(SUPPLIED MATERIAL Opens)
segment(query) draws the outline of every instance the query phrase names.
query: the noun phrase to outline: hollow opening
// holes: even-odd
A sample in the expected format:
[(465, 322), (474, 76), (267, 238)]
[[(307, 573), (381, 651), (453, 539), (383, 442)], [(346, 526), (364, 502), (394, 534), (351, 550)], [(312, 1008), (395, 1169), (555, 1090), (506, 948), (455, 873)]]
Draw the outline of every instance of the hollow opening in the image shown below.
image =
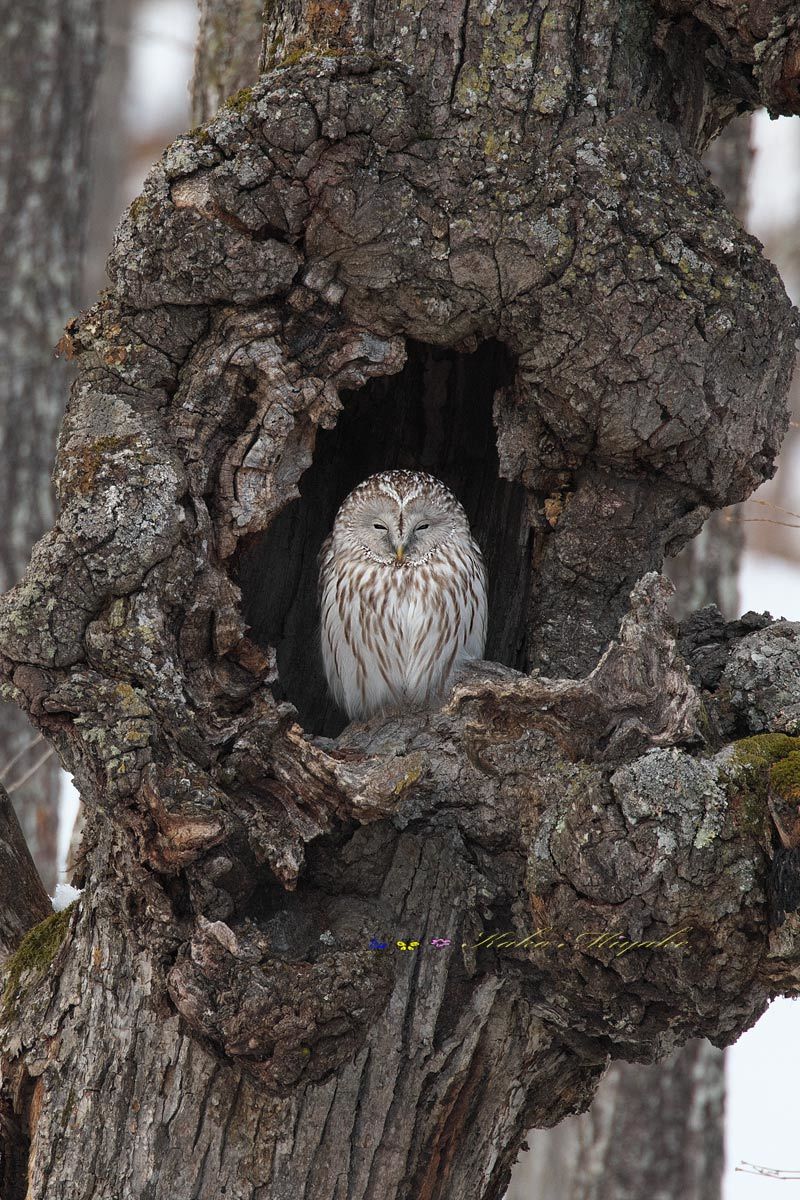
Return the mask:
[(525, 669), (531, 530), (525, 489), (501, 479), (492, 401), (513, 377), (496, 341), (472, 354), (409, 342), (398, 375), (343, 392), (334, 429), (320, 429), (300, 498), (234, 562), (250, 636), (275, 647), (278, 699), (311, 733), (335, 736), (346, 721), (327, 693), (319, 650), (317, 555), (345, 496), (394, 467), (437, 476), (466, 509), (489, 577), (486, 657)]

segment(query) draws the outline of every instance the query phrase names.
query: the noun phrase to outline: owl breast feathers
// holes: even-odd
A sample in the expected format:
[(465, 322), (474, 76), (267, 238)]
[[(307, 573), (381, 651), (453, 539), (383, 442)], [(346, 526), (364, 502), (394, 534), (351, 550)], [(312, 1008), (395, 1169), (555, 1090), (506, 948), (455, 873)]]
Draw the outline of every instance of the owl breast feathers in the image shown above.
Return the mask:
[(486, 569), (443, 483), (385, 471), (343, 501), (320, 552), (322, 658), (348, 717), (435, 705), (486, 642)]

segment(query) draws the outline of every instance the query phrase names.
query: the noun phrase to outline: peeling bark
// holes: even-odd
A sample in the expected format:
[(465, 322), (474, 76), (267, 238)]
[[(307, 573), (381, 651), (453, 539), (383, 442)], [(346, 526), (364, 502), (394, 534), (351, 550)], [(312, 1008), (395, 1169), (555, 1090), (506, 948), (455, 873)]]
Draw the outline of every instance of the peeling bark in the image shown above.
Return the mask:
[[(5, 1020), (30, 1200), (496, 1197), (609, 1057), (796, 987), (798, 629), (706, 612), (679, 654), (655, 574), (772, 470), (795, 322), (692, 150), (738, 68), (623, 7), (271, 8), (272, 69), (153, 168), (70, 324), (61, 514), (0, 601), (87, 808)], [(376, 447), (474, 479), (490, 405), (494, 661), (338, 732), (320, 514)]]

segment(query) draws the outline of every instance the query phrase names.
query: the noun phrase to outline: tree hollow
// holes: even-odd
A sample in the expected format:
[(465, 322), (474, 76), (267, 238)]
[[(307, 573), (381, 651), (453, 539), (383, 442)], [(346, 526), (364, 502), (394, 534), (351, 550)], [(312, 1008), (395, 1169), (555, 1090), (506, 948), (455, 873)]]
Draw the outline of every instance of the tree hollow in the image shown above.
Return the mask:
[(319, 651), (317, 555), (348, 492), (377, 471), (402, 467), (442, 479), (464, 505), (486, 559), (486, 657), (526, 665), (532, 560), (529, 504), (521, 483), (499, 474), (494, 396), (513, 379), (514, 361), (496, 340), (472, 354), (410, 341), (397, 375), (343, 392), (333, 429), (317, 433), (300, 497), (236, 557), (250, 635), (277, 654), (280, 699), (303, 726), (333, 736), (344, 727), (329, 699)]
(SUPPLIED MATERIAL Closes)
▶ [PROMPT]: Could you copy all of the entries above exactly, without the pictures?

▶ [WRITTEN ANSWER]:
segment(query) draws the outline of every instance the query phrase names.
query: the noun phrase to outline: hollow opening
// holes: even-odd
A sample in the expected format:
[(465, 322), (474, 76), (267, 238)]
[[(307, 573), (381, 651), (453, 539), (383, 442)], [(346, 526), (364, 502), (394, 534), (351, 550)], [(312, 1008), (395, 1169), (555, 1090), (506, 948), (455, 873)]]
Draw the outline of every instance of the hollow opening in the image shown below.
image =
Return the mask:
[(525, 669), (531, 530), (525, 489), (501, 479), (492, 401), (513, 377), (496, 341), (472, 354), (409, 342), (398, 375), (343, 392), (334, 429), (320, 429), (300, 498), (234, 562), (250, 636), (275, 647), (278, 699), (311, 733), (335, 736), (346, 721), (327, 693), (319, 650), (317, 555), (345, 496), (394, 467), (437, 476), (466, 509), (489, 577), (486, 657)]

segment(query) draws the outline of every instance the query phrase names.
query: the noun phrase to outline: owl breast feathers
// holes: even-odd
A sample in the expected format:
[(465, 322), (474, 76), (267, 238)]
[[(307, 573), (381, 651), (453, 539), (383, 442)], [(346, 526), (364, 502), (394, 534), (351, 550)], [(312, 1008), (395, 1169), (555, 1090), (506, 948), (455, 873)]]
Draw the outline of every instance of the owl breast feathers in the image shown above.
Return the mask:
[(486, 569), (443, 483), (385, 471), (343, 501), (320, 552), (322, 658), (348, 717), (435, 705), (486, 642)]

segment(query) draws the outline of every instance the query phrase names.
query: the noun phrase to outline: peeling bark
// holes: even-odd
A sample in the expected format:
[(465, 322), (474, 76), (267, 238)]
[[(307, 573), (381, 651), (453, 539), (383, 442)], [(346, 526), (364, 502), (394, 534), (351, 550)], [(312, 1008), (395, 1169), (555, 1090), (506, 948), (455, 873)]]
Draw the outline of every instance of the peeling bark in the image shown above.
Return the mask:
[[(5, 1020), (30, 1200), (496, 1197), (609, 1057), (796, 987), (798, 629), (706, 612), (679, 654), (655, 574), (772, 470), (795, 322), (692, 150), (738, 68), (623, 7), (271, 8), (272, 69), (153, 168), (70, 324), (61, 514), (0, 601), (87, 808)], [(376, 447), (474, 479), (490, 405), (494, 661), (338, 732), (320, 514)]]

segment(query) draws the outline of every instance the query phrase names.
query: the noun phrase to outline: tree hollow
// holes: even-odd
A sample in the expected format:
[(465, 322), (474, 76), (267, 238)]
[[(307, 573), (381, 651), (453, 539), (383, 442)], [(346, 526), (364, 502), (394, 534), (351, 550)], [(312, 1008), (395, 1169), (555, 1090), (506, 948), (455, 873)]]
Draw the outline of every instance of the tree hollow in the image shown above.
Return the mask:
[(319, 651), (317, 555), (348, 492), (377, 471), (402, 467), (442, 479), (464, 505), (486, 559), (486, 657), (526, 665), (532, 560), (529, 504), (521, 483), (499, 474), (494, 396), (513, 379), (514, 361), (496, 340), (472, 354), (410, 341), (397, 375), (343, 392), (333, 429), (317, 433), (300, 497), (236, 557), (250, 635), (277, 654), (280, 699), (303, 726), (333, 736), (344, 727), (329, 699)]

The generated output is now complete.